▶ _ACTION ITEM_
Please return all the records exactly, with nothing left out.

[Collected data]
━━━
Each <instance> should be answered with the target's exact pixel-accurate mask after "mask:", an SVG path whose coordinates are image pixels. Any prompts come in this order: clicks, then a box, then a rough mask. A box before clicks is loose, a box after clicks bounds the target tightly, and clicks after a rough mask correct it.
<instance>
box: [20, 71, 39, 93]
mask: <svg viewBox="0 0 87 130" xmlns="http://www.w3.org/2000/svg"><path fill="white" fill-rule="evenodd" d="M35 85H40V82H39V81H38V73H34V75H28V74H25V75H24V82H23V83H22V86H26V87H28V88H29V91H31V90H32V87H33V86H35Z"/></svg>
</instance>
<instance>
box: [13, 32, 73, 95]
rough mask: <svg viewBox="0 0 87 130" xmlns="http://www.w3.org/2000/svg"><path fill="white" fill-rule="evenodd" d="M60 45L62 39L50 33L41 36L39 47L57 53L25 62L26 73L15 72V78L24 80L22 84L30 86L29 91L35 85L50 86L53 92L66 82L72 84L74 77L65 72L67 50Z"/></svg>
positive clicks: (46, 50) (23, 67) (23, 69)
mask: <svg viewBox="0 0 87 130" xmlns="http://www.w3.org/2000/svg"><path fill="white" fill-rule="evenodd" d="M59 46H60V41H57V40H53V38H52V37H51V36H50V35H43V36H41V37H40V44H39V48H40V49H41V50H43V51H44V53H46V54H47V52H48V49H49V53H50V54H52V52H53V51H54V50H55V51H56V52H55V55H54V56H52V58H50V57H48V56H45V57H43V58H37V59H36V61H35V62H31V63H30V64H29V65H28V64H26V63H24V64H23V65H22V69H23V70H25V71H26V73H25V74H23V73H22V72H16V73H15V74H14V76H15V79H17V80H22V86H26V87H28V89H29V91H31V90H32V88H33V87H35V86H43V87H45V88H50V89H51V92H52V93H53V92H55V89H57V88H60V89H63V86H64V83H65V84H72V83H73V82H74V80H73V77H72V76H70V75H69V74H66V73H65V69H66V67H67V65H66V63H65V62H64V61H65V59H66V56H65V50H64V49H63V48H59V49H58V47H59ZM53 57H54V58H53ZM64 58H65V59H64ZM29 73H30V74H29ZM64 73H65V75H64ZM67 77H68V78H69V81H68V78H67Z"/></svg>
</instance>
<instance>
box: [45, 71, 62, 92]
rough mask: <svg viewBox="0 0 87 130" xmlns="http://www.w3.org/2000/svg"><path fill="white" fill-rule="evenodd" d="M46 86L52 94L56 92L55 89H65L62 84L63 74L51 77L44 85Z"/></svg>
━━━
▶ _ANSWER SECTION_
Each <instance> should be answered with the target's exact pixel-accurate mask after "mask:", an SVG path whose coordinates are image pixels. Any prompts come in this order: clicks, then a box, then a rough mask. A box before clicks is loose, a box after clicks bounds the target tightly, and clicks after a rough mask correct it.
<instance>
box: [20, 71, 39, 93]
mask: <svg viewBox="0 0 87 130" xmlns="http://www.w3.org/2000/svg"><path fill="white" fill-rule="evenodd" d="M35 85H40V82H39V81H38V73H34V75H28V74H25V75H24V82H23V83H22V86H26V87H28V88H29V91H31V90H32V87H33V86H35Z"/></svg>
</instance>
<instance>
box: [13, 32, 73, 95]
rough mask: <svg viewBox="0 0 87 130" xmlns="http://www.w3.org/2000/svg"><path fill="white" fill-rule="evenodd" d="M60 45L62 39L50 33L41 36L39 47L57 53L25 62L26 73L15 72V78L24 80L22 84L30 86L29 91L35 85L50 86L53 92L66 82L72 84L74 77L65 72L67 50Z"/></svg>
positive clicks: (46, 50) (23, 67) (23, 69)
mask: <svg viewBox="0 0 87 130" xmlns="http://www.w3.org/2000/svg"><path fill="white" fill-rule="evenodd" d="M59 46H60V41H57V40H53V38H52V37H51V36H50V35H43V36H41V37H40V44H39V48H40V49H41V50H43V51H44V53H46V54H47V52H48V49H49V53H50V54H52V52H53V51H54V50H55V51H56V52H55V55H54V56H52V58H50V57H48V56H45V57H43V58H37V59H36V61H35V62H31V63H30V64H29V65H28V64H26V63H24V64H23V65H22V69H23V70H25V71H26V73H25V74H23V73H22V72H16V73H15V74H14V76H15V79H17V80H22V86H26V87H28V89H29V91H31V90H32V88H33V87H35V86H43V87H45V88H50V89H51V92H52V93H53V92H55V89H57V88H60V89H63V86H64V83H65V84H72V83H73V82H74V80H73V77H72V76H70V75H69V74H66V73H65V69H66V67H67V65H66V63H65V62H64V61H65V59H66V56H65V50H64V49H63V48H59V49H58V47H59ZM53 57H54V58H53ZM64 58H65V59H64ZM29 73H30V74H29ZM64 73H65V75H64ZM67 77H68V78H69V81H68V78H67Z"/></svg>
</instance>
<instance>
box: [45, 71, 62, 92]
rough mask: <svg viewBox="0 0 87 130" xmlns="http://www.w3.org/2000/svg"><path fill="white" fill-rule="evenodd" d="M46 86L52 94L56 92L55 89H65L62 84L63 74L51 77L44 85Z"/></svg>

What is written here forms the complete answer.